Work to complete: Pick up the comment thread on Tate's family story and keep it going after its last comment.

==== Reading passage ====

HE drove HER to the hospital? For real?
I love the doll head. How lucky Linda had an extra to give you. I love that non-shiny round face and the pointy head and how well it compliments the vases and bowls in your cabinet.
Linda’s house looks huge! And perfect for family gatherings. Cousins Christmas for years to come !
I just reread it, I though he drilled the hole in HIS finger, I should wait until I wake up completely before reading Strange Closets.
Thanks, Tate, for the trip down memory lane. Sometimes family can get on your nerves, but what would we ever do without them? I still miss my mom so much, but we have great memories of her (and Dad, too).
Tate, you were a cute baby.
Thanks Laura. I agree.
I love this very personal story. My favorite all time gift is a dollhouse my dad made from a Better Homes & Gardens plan. I played with it long after most kids had moved on!
Thanks Laura. I have this idea for a line of extremely stylish doll houses for design-o-philes. What do you think folks?
Hey, Tate………
I really enjoyed this article and as usual, you have a special way with words!
As you know, Mom was ‘one of a kind’ and I miss her all the time.
I’d love to see the rest of your photos if you want to e-mail them to me.

==== Data supplied ====

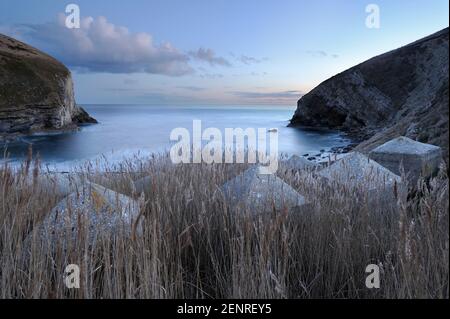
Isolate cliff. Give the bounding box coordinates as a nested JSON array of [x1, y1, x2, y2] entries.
[[0, 34, 96, 134], [290, 28, 449, 158]]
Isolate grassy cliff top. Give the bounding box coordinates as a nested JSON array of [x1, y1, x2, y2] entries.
[[0, 34, 70, 111]]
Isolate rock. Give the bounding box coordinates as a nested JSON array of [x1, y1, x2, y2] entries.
[[284, 155, 317, 171], [318, 152, 402, 211], [30, 183, 142, 248], [0, 34, 96, 134], [134, 176, 152, 194], [290, 28, 449, 161], [369, 136, 442, 183], [318, 152, 401, 193], [27, 173, 84, 197], [221, 166, 306, 213]]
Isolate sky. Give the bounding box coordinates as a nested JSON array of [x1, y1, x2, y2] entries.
[[0, 0, 449, 105]]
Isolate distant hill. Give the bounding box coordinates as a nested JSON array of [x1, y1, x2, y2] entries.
[[0, 34, 96, 134], [290, 28, 449, 160]]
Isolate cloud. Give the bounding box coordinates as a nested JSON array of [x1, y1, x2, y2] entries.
[[7, 14, 194, 76], [238, 55, 261, 65], [199, 73, 224, 79], [229, 90, 303, 99], [306, 50, 339, 58], [189, 48, 231, 67], [177, 86, 206, 92]]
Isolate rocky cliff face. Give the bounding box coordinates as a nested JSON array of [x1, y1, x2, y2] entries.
[[0, 34, 96, 134], [290, 28, 449, 157]]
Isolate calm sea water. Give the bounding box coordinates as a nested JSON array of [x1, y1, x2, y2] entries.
[[0, 105, 349, 168]]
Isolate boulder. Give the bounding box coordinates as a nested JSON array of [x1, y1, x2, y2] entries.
[[221, 166, 306, 213], [369, 136, 442, 182], [30, 183, 142, 248], [134, 176, 153, 195], [318, 152, 401, 194]]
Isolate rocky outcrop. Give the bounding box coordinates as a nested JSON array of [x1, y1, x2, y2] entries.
[[290, 28, 449, 159], [0, 34, 96, 134]]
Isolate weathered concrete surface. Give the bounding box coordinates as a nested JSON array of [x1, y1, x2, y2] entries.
[[134, 176, 153, 194], [221, 166, 306, 213], [318, 152, 401, 193], [283, 155, 318, 171], [29, 183, 142, 248], [369, 136, 442, 182]]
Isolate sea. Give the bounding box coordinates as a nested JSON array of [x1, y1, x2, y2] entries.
[[0, 104, 351, 171]]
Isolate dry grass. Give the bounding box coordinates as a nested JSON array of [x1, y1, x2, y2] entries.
[[0, 155, 449, 298]]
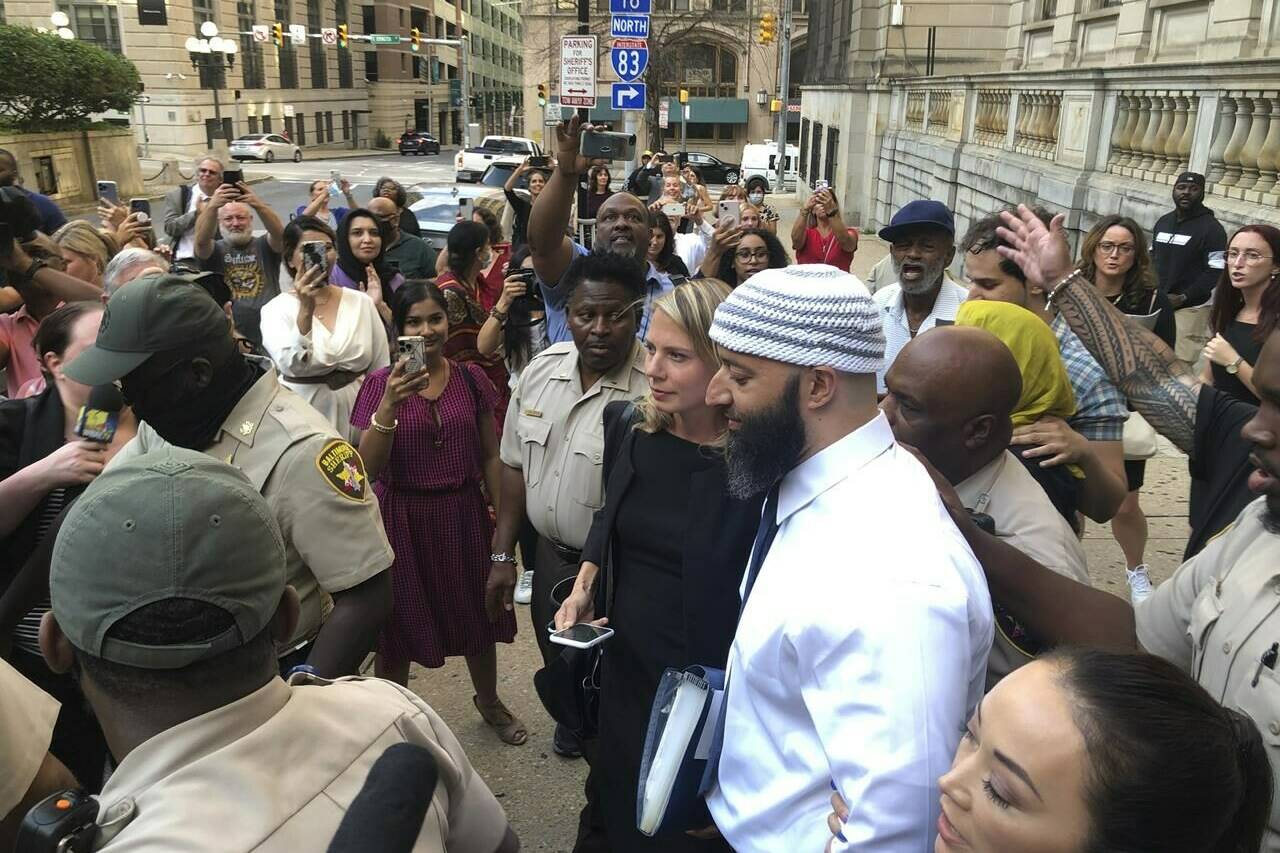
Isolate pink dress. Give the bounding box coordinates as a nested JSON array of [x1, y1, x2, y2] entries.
[[351, 361, 516, 667]]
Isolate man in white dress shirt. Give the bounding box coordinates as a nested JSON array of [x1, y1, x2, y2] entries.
[[707, 265, 992, 853]]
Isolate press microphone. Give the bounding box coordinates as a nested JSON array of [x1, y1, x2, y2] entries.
[[76, 384, 124, 444], [328, 743, 440, 853]]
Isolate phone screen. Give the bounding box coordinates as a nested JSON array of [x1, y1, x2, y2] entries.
[[553, 622, 611, 643]]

====

Exercise answer:
Love Ya!!………….and Thanks
Hi, Tate, thanks for the tour of Linda’s house. That diner-style kitchen looks great, and yes, you were a total charmer as a baby. Is that you with your mom in th photo above the pencil? That fellow is a handsome rascal…
I’d LOVE a Frank Lloyd Wright or Frank Gehry doll house to go with my Spanish hacienda… Post up some design options for us, please.
All the best for the New Year!
Yep. I friggin love the white dolls head. A few years ago I am amassed a collection of old papier mache doll pieces (heads, arms, feet, hands) and mounted them on black metal museum mounts under large cloche jars. It was stunning but I started to have nightmares of Chuckie coming to get me and sold the whole mess on craigs list to some creepy little fellow. Your white bisque captures it all perfectly without the risk of night terrors.